[Start of section]
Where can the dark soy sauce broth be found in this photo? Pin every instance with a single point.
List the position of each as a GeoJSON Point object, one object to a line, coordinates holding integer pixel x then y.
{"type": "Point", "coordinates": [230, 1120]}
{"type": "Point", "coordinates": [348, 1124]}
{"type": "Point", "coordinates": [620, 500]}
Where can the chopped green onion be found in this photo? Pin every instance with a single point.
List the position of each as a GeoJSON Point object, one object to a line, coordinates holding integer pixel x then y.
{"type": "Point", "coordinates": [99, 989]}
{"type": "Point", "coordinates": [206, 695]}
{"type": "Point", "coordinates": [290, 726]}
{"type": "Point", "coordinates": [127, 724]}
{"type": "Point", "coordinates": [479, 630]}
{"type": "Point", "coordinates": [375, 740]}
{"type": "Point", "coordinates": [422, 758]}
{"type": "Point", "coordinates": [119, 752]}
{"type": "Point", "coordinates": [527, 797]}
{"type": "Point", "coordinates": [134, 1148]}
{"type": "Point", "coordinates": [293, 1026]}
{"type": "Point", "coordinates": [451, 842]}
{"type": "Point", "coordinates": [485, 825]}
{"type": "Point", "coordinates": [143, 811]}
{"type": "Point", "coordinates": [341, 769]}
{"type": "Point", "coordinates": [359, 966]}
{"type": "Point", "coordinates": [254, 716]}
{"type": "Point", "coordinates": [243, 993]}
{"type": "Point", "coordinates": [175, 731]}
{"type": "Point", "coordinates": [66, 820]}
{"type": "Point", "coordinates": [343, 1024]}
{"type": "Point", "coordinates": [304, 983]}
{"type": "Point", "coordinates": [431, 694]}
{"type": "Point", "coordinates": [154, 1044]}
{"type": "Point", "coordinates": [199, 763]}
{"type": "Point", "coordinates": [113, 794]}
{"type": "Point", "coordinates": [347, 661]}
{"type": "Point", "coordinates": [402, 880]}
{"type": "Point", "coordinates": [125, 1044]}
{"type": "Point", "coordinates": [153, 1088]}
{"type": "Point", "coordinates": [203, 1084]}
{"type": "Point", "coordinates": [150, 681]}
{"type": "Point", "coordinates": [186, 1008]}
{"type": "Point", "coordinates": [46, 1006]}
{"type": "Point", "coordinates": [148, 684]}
[End of section]
How to complete this task: Where in the records does the string "instance" appear? Copy every line that has it.

Solution:
Where can the dark soy sauce broth be found in this photo? Pin every instance with a single point.
Where can the chopped green onion be found in this photo? Pin every instance with a single point.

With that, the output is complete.